**Supplied records:**
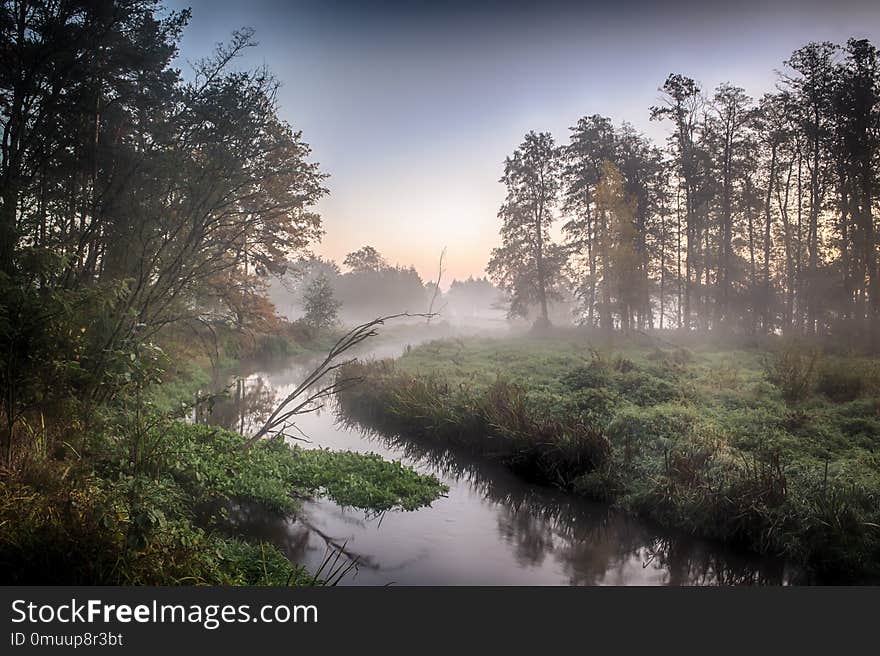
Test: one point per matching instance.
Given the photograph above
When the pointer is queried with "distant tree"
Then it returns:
(320, 304)
(365, 259)
(682, 105)
(528, 265)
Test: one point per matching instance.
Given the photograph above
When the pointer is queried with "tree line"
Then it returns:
(757, 216)
(132, 196)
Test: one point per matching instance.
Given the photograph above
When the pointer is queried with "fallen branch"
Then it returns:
(300, 400)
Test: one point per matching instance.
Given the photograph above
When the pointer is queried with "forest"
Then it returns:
(756, 217)
(684, 333)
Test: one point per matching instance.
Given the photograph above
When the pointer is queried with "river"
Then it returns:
(491, 529)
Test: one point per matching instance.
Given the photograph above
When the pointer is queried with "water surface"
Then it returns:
(491, 529)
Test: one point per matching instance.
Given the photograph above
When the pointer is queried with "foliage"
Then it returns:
(732, 462)
(320, 305)
(528, 265)
(792, 368)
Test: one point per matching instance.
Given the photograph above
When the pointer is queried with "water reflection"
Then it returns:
(492, 528)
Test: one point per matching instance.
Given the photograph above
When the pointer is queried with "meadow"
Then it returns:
(771, 448)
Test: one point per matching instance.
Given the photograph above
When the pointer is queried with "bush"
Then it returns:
(792, 368)
(841, 380)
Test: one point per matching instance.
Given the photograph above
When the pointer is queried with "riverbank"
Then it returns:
(773, 451)
(138, 496)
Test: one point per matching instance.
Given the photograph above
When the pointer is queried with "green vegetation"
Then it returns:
(774, 450)
(84, 521)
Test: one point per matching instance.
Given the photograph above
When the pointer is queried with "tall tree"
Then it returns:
(528, 264)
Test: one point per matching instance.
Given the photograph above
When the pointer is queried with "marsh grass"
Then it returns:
(775, 453)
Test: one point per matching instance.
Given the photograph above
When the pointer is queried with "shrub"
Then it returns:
(792, 368)
(841, 380)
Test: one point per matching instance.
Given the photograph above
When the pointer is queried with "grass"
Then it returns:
(87, 522)
(774, 450)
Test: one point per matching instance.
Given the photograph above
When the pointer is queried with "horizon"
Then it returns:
(448, 92)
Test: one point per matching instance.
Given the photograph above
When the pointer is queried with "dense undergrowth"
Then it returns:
(66, 522)
(775, 450)
(137, 497)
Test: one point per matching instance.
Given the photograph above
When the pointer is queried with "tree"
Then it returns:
(682, 106)
(527, 264)
(365, 259)
(320, 304)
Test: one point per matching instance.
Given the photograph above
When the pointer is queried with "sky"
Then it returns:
(411, 107)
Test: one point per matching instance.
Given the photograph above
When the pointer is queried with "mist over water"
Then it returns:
(492, 528)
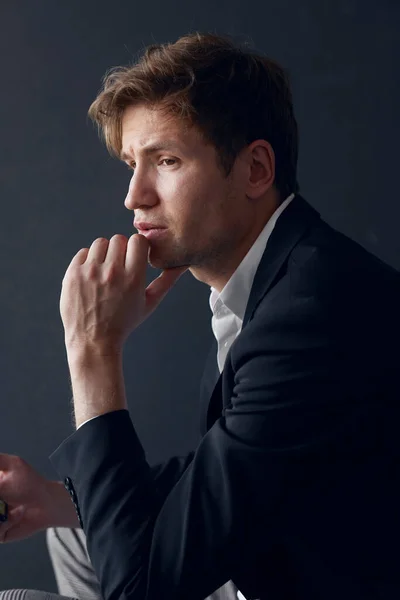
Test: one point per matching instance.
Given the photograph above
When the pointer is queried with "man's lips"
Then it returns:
(143, 225)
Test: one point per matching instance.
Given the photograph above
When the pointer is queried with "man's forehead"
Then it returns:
(150, 146)
(144, 133)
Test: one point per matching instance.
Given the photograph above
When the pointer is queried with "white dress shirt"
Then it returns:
(229, 306)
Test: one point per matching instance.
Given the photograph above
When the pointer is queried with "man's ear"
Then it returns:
(261, 163)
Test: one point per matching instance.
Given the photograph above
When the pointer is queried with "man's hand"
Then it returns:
(104, 297)
(34, 502)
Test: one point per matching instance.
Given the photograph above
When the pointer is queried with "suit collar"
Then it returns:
(290, 227)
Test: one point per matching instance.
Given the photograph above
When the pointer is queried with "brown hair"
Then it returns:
(234, 96)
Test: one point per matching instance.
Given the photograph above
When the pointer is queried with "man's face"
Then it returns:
(182, 189)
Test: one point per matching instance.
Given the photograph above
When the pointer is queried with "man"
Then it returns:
(292, 493)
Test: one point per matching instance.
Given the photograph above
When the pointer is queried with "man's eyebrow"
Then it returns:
(151, 148)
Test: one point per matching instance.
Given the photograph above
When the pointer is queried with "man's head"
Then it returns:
(229, 113)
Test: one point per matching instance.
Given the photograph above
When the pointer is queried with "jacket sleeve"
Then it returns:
(286, 377)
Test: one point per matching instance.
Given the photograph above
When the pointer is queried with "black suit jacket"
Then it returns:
(293, 491)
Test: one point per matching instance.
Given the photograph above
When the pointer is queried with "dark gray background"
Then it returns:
(60, 191)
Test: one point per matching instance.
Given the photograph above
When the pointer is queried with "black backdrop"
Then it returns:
(60, 190)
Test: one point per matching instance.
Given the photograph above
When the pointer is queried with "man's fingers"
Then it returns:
(14, 517)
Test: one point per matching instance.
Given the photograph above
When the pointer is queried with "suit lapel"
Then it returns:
(289, 228)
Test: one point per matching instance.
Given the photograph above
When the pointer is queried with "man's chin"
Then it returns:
(157, 261)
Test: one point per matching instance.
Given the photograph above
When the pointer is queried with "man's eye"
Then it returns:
(132, 168)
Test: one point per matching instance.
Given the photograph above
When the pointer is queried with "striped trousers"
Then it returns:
(74, 574)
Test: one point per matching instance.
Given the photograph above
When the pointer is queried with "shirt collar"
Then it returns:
(236, 292)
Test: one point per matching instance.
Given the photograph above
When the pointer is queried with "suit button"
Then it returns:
(68, 484)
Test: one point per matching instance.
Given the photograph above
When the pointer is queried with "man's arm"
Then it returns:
(287, 402)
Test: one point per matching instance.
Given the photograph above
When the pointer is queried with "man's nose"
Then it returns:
(140, 193)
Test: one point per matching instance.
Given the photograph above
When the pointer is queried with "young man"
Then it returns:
(293, 491)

**Brief:** Would you please output each record exactly, leaving the images out?

**Completed exercise:**
Test: one point per matching instance.
Given the photograph above
When the pointer is queried with "distant tree"
Then it returns:
(320, 304)
(365, 259)
(682, 105)
(528, 265)
Test: one point per matching instance.
Given the photograph above
When the pointer is queried with "tree line"
Then it returns:
(757, 216)
(132, 196)
Test: one point per matching instance.
Given the photograph above
When the pointer is queried with "fallen branch"
Then it returns:
(300, 400)
Test: one point per matching instance.
Given the photograph above
When the pointer is queried with "forest"
Then it returns:
(756, 217)
(684, 333)
Test: one point per matching instance.
Given the photograph above
When the pointer is queried with "river"
Then it returns:
(491, 529)
Test: one point per matching instance.
Given the photograph above
When the pointer is queried with "water surface"
Then it returns:
(491, 529)
Test: one point per matching instance.
Given the photograph above
When the pointer is queried with "foliage"
Then it returns:
(732, 462)
(320, 305)
(528, 265)
(792, 368)
Test: one point per matching instance.
Given the photograph above
When the pointer is queried with "water reflection"
Then it returns:
(492, 528)
Test: one point per matching instance.
Given the photograph above
When the pointer is queried with "meadow"
Then it returns:
(771, 448)
Test: one point per matching instance.
Given the photograph above
When the pointer is queried with "bush"
Then it returns:
(792, 368)
(841, 380)
Test: one point per matching instance.
Given the photograph above
When the pointer is queried with "riverbank"
Then it returns:
(773, 451)
(138, 496)
Test: one point per matching instance.
Given the photograph above
When the pointer is queried with "green vegetation"
Then it returns:
(774, 450)
(84, 521)
Test: one point per matching instance.
Given the photograph above
When the pointer is queried with "tall tree"
Then it returns:
(528, 264)
Test: one point per matching instance.
Given the photograph above
When the pointer is queried with "marsh grass"
Then it returns:
(775, 453)
Test: one point per matching instance.
Given the photograph above
When the pointer is queried with "shrub"
Then it returns:
(792, 368)
(841, 380)
Test: one point per matching instance.
Given the photograph above
When the pointer is queried with "grass"
Then it returns:
(87, 522)
(774, 450)
Test: one point per matching instance.
Given the photograph above
When the pointer is queried with "horizon"
Then it returns:
(448, 92)
Test: one point per matching instance.
Given the photograph above
When the pointer is queried with "dense undergrowth"
Then it returns:
(66, 522)
(775, 450)
(137, 497)
Test: one point per matching instance.
Given the photograph above
When the pointer is queried with "tree"
Then it returns:
(682, 106)
(527, 264)
(365, 259)
(320, 304)
Test: one point per matching instance.
Given the photograph above
When the pointer is queried with "sky"
Then it returns:
(411, 107)
Test: one point per matching instance.
Given the photograph above
When the pointer is queried with "mist over water"
Then it returns:
(492, 528)
Test: one point per matching instance.
Given the photograph above
When the pointer is queried with "man's lips"
Then it returns:
(143, 225)
Test: one point per matching instance.
Given the photograph above
When the pointer is queried with "man's forehead"
Then it returns:
(150, 146)
(144, 133)
Test: one point per matching instance.
Given the photograph above
When the pointer is queried with "white dress shirt"
Then it returns:
(229, 306)
Test: one point per matching instance.
Given the photograph above
When the pointer is queried with "man's ear"
Then it returns:
(261, 163)
Test: one point per matching instance.
Given the photograph above
When the pointer is queried with "man's hand"
Then it returns:
(104, 297)
(34, 502)
Test: one point per matching instance.
Given the photograph above
When the pointer is queried with "suit collar"
Then it returns:
(290, 227)
Test: one point per matching instance.
Given the photograph above
When the pointer is queried with "brown hair"
Then it returns:
(234, 96)
Test: one point per matching instance.
Given the photograph above
When the pointer is queried with "man's face"
Then it returns:
(182, 189)
Test: one point per matching instance.
Given the photograph above
When the pointer is queried with "man"
Then it returns:
(292, 493)
Test: one point per matching instance.
Given the photograph above
When the pointer is queried with "man's eyebrow"
Then it returns:
(151, 148)
Test: one point per matching instance.
Given the photograph above
When the pointer is queried with "man's head"
Then it returns:
(229, 113)
Test: one point per matching instance.
Given the photograph above
When the pointer is queried with "jacket sleeve"
Then it returns:
(286, 377)
Test: one point per matching instance.
Given the photograph above
When the pointer is queried with "black suit jacket"
Then it returns:
(293, 491)
Test: one point per matching instance.
Given the photograph above
When the pointer is queried with "dark gray background"
Then it returns:
(60, 191)
Test: one point per matching instance.
Given the photograph above
When the pointer is queried with "black backdrop"
Then it returns:
(60, 190)
Test: one point per matching instance.
Given the photograph above
When the pointer is queried with "man's fingers"
Then it returns:
(14, 517)
Test: one point per matching instance.
Given the photograph above
When the pointer is queried with "suit lapel"
Then it returns:
(289, 228)
Test: one point per matching instance.
Given the photograph above
When the pointer is queried with "man's chin"
Then it returns:
(157, 261)
Test: one point per matching instance.
Given the photograph above
When the pointer is queried with "man's eye"
Then it returns:
(132, 168)
Test: one point per matching instance.
Given the photograph above
When the pointer is queried with "striped trousers"
Then it returns:
(74, 574)
Test: one point per matching instance.
Given the photograph above
When the pointer is queried with "shirt collar"
Then it returns:
(236, 292)
Test: one point per matching instance.
Given the photograph above
When the pointer is queried with "suit button"
Then it returns:
(68, 484)
Test: one point per matching instance.
Given the photograph above
When the pointer is queried with "man's arm"
Then it returns:
(287, 402)
Test: one point per matching instance.
Given the photograph above
When the pointer is queried with "man's nose"
Then it returns:
(140, 193)
Test: one point per matching instance.
Given the photograph above
When the pointer is queried with "young man"
Then it returns:
(293, 491)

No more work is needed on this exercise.